• [DIRECTIVE]
Below is a listing; write it out exactly and drop any images from it.

Dataset excerpts on object pointing:
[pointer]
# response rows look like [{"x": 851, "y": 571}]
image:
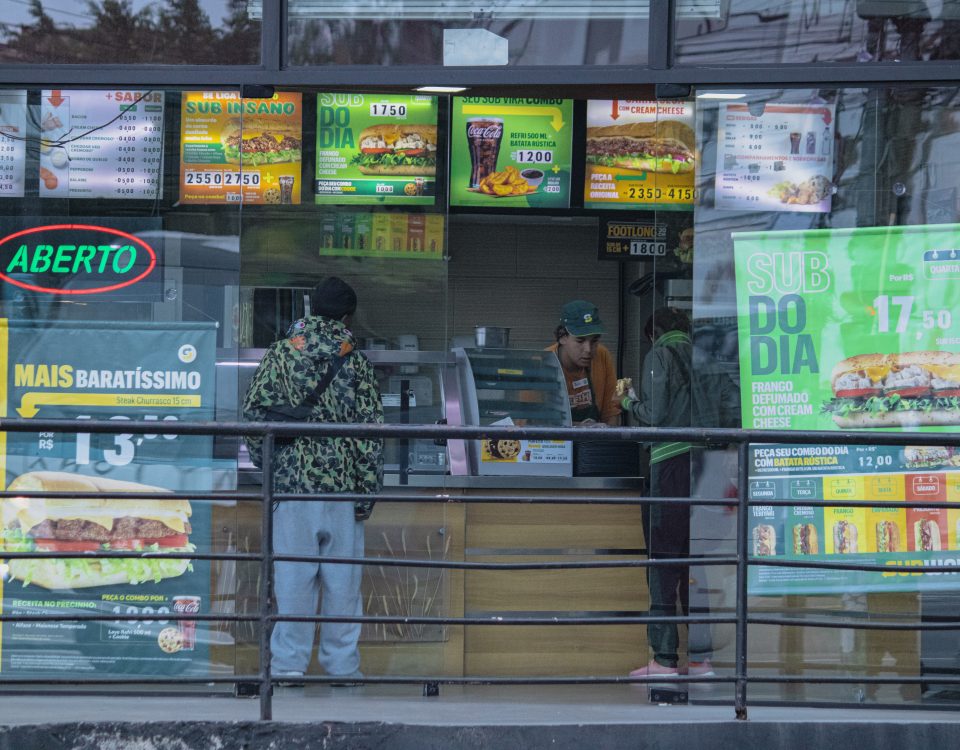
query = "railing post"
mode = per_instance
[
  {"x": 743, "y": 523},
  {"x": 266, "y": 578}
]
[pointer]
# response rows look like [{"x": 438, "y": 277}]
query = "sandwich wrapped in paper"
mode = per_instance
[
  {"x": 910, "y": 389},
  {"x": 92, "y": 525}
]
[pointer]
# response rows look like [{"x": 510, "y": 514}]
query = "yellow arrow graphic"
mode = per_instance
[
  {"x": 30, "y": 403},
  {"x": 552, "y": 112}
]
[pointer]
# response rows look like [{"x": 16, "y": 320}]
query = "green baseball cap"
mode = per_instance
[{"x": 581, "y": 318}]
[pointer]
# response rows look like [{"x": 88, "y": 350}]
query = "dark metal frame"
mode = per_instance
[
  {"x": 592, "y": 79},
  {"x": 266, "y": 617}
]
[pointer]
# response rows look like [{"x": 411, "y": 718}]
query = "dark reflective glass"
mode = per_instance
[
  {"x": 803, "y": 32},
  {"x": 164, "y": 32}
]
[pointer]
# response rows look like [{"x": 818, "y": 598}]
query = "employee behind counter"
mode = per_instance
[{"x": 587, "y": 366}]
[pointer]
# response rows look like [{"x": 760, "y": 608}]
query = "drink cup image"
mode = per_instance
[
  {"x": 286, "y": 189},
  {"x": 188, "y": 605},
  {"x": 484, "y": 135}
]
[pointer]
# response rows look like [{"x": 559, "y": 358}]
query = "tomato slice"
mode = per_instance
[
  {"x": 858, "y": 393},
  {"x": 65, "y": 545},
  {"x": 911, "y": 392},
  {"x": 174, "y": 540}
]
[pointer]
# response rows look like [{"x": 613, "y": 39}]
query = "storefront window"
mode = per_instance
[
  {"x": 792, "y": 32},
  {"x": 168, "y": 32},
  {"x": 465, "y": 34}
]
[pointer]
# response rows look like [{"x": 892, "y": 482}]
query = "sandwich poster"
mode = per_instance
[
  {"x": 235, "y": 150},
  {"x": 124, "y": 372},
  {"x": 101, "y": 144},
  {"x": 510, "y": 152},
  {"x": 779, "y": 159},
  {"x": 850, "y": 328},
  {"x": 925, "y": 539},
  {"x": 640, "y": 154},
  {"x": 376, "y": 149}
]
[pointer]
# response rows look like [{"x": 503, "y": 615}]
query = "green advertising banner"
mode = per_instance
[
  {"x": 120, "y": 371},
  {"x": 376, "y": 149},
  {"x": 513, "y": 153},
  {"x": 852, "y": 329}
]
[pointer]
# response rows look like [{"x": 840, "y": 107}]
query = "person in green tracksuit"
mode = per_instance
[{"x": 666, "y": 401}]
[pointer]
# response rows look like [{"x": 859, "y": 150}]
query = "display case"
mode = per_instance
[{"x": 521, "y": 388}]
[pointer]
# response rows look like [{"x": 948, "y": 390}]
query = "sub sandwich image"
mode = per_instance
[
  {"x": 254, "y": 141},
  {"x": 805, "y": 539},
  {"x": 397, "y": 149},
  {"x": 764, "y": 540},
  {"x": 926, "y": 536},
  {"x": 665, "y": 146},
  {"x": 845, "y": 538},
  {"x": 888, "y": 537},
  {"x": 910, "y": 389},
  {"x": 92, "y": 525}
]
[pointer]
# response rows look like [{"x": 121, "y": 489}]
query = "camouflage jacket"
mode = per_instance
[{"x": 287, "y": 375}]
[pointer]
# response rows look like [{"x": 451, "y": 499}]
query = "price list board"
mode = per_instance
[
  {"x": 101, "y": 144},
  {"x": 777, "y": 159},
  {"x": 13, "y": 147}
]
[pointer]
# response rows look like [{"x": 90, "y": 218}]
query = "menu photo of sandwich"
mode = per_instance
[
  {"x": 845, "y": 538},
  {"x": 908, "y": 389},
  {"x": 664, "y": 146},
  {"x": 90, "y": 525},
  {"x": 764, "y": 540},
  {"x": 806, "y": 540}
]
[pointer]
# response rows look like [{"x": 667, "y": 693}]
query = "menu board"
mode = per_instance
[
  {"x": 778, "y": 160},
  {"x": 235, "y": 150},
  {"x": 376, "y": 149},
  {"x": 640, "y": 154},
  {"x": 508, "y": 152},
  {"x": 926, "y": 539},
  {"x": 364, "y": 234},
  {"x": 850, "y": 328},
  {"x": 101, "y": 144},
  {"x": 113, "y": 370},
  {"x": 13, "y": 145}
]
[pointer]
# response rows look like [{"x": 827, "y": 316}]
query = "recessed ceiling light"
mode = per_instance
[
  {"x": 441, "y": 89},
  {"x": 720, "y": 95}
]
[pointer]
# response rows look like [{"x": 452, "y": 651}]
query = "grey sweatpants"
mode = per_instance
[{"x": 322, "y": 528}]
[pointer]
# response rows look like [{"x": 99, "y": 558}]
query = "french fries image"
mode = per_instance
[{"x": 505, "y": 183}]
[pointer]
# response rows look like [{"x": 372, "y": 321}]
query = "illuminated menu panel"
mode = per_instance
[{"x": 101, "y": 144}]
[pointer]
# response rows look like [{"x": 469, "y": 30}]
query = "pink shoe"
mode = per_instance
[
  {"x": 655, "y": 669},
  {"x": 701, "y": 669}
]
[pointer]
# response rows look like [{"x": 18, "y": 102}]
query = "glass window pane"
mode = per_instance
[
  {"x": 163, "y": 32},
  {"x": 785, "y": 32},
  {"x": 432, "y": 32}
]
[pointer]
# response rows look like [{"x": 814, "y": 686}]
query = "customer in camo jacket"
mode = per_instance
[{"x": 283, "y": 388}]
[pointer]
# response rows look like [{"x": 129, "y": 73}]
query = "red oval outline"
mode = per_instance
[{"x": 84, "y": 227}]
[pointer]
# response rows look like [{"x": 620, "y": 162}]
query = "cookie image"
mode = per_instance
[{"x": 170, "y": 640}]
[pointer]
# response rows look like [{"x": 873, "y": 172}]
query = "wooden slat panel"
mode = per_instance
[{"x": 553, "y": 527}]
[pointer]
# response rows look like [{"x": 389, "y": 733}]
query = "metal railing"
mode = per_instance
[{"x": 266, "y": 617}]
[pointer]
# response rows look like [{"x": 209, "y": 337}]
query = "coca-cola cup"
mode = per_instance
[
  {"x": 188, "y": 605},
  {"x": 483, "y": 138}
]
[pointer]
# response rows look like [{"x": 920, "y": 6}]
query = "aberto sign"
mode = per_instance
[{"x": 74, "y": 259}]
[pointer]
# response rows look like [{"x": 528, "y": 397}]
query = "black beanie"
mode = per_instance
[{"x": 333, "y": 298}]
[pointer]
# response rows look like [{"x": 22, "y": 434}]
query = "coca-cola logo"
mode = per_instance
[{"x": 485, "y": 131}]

• [OUTPUT FOR THIS EXERCISE]
[pointer]
# response rows look like [{"x": 851, "y": 571}]
image:
query = "railing post"
mode = per_instance
[
  {"x": 743, "y": 523},
  {"x": 266, "y": 578}
]
[pointer]
# response rows look like [{"x": 438, "y": 277}]
query = "sandwich wrapped in paper"
mode = per_instance
[
  {"x": 910, "y": 389},
  {"x": 92, "y": 525}
]
[pointer]
# response rows look like [{"x": 510, "y": 514}]
query = "yellow arrow graphic"
mode = per_instance
[
  {"x": 30, "y": 403},
  {"x": 552, "y": 112}
]
[pointer]
# response rows look like [{"x": 16, "y": 320}]
query = "green baseball cap"
mode = per_instance
[{"x": 581, "y": 318}]
[pointer]
# response rows look like [{"x": 88, "y": 350}]
query = "dark metal frame"
mode = per_instance
[
  {"x": 592, "y": 79},
  {"x": 266, "y": 617}
]
[pointer]
# response rows look like [{"x": 411, "y": 718}]
query = "dark reflective glass"
mode = per_instance
[
  {"x": 803, "y": 32},
  {"x": 164, "y": 32}
]
[pointer]
# response rows look like [{"x": 818, "y": 598}]
query = "employee behind counter"
mode = per_instance
[{"x": 587, "y": 366}]
[pointer]
# response rows look like [{"x": 760, "y": 608}]
query = "drink cup image"
mode = per_instance
[
  {"x": 286, "y": 189},
  {"x": 188, "y": 605},
  {"x": 484, "y": 135}
]
[pointer]
# response rows look like [{"x": 559, "y": 358}]
query = "tomato slice"
mode = per_instance
[
  {"x": 858, "y": 393},
  {"x": 65, "y": 545},
  {"x": 911, "y": 392},
  {"x": 174, "y": 540}
]
[pointer]
# response rows look like [{"x": 613, "y": 39}]
query = "storefront window"
mode = per_instance
[
  {"x": 792, "y": 32},
  {"x": 168, "y": 32},
  {"x": 465, "y": 34}
]
[pointer]
# response rows look like [{"x": 892, "y": 482}]
query = "sandwich poster"
mode = per_instance
[
  {"x": 235, "y": 150},
  {"x": 124, "y": 372},
  {"x": 101, "y": 144},
  {"x": 510, "y": 152},
  {"x": 779, "y": 159},
  {"x": 850, "y": 328},
  {"x": 925, "y": 539},
  {"x": 640, "y": 154},
  {"x": 376, "y": 149}
]
[pointer]
# response rows look like [{"x": 503, "y": 615}]
query = "green advertising banner"
mode = per_instance
[
  {"x": 120, "y": 371},
  {"x": 376, "y": 149},
  {"x": 513, "y": 153},
  {"x": 852, "y": 329}
]
[pointer]
# response rows look like [{"x": 840, "y": 107}]
query = "person in green tracksuit"
mode = per_instance
[{"x": 666, "y": 401}]
[pointer]
# response rows look like [{"x": 859, "y": 150}]
query = "display case"
mode = per_instance
[{"x": 521, "y": 388}]
[pointer]
# response rows look like [{"x": 948, "y": 390}]
query = "sub sandwich image"
mode = per_instance
[
  {"x": 254, "y": 141},
  {"x": 805, "y": 539},
  {"x": 397, "y": 149},
  {"x": 764, "y": 540},
  {"x": 926, "y": 536},
  {"x": 665, "y": 146},
  {"x": 845, "y": 538},
  {"x": 888, "y": 537},
  {"x": 910, "y": 389},
  {"x": 92, "y": 525}
]
[pointer]
# response rows look like [{"x": 121, "y": 489}]
query = "camouflage jacket"
mode = per_instance
[{"x": 287, "y": 375}]
[pointer]
# response rows look like [{"x": 451, "y": 499}]
query = "price list board"
mode = per_instance
[
  {"x": 101, "y": 144},
  {"x": 777, "y": 159},
  {"x": 13, "y": 147}
]
[pointer]
# response rows look like [{"x": 90, "y": 218}]
query = "menu photo of sandwich"
mode = per_instance
[
  {"x": 845, "y": 538},
  {"x": 908, "y": 389},
  {"x": 664, "y": 146},
  {"x": 90, "y": 525},
  {"x": 764, "y": 540},
  {"x": 806, "y": 540}
]
[pointer]
# response rows look like [{"x": 667, "y": 693}]
query = "menu board"
mode = per_instance
[
  {"x": 778, "y": 160},
  {"x": 235, "y": 150},
  {"x": 376, "y": 149},
  {"x": 640, "y": 154},
  {"x": 508, "y": 152},
  {"x": 926, "y": 539},
  {"x": 364, "y": 234},
  {"x": 850, "y": 328},
  {"x": 101, "y": 144},
  {"x": 113, "y": 370},
  {"x": 13, "y": 145}
]
[pointer]
# response rows look like [{"x": 827, "y": 316}]
query = "recessed ceiling light"
mode = per_instance
[
  {"x": 441, "y": 89},
  {"x": 720, "y": 95}
]
[pointer]
# response rows look like [{"x": 452, "y": 651}]
query = "grey sweatpants"
mode = per_instance
[{"x": 322, "y": 528}]
[pointer]
# response rows look like [{"x": 99, "y": 558}]
query = "french fries image"
mode = per_instance
[{"x": 505, "y": 183}]
[pointer]
# response rows look like [{"x": 372, "y": 321}]
query = "illuminated menu panel"
mode = per_instance
[{"x": 101, "y": 144}]
[pointer]
# response rows look like [{"x": 469, "y": 30}]
query = "pink shoe"
mode = per_instance
[
  {"x": 655, "y": 669},
  {"x": 701, "y": 669}
]
[pointer]
# response rows look like [{"x": 18, "y": 102}]
query = "glass window pane"
mode = per_instance
[
  {"x": 163, "y": 32},
  {"x": 785, "y": 32},
  {"x": 432, "y": 32}
]
[pointer]
# response rows look like [{"x": 814, "y": 686}]
query = "customer in camo jacket"
mode = per_instance
[{"x": 283, "y": 388}]
[pointer]
# response rows look like [{"x": 129, "y": 73}]
query = "red oval outline"
mode = per_instance
[{"x": 84, "y": 227}]
[pointer]
# response rows look like [{"x": 620, "y": 162}]
query = "cookie image"
mode = per_instance
[{"x": 170, "y": 640}]
[pointer]
# response rows look like [{"x": 873, "y": 172}]
query = "wooden slat panel"
mode = per_instance
[{"x": 553, "y": 527}]
[pointer]
# response rows look like [{"x": 389, "y": 733}]
query = "metal railing"
mode = per_instance
[{"x": 266, "y": 617}]
[pointer]
# response rows look like [{"x": 209, "y": 337}]
query = "coca-cola cup"
mode = per_instance
[
  {"x": 188, "y": 605},
  {"x": 483, "y": 138}
]
[pointer]
# response rows look like [{"x": 920, "y": 6}]
query = "aberto sign"
mode = per_instance
[{"x": 74, "y": 259}]
[pointer]
# response rows look like [{"x": 528, "y": 397}]
query = "black beanie"
mode = per_instance
[{"x": 333, "y": 298}]
[pointer]
# response rows look like [{"x": 22, "y": 434}]
query = "coca-cola logo"
mode = per_instance
[{"x": 485, "y": 131}]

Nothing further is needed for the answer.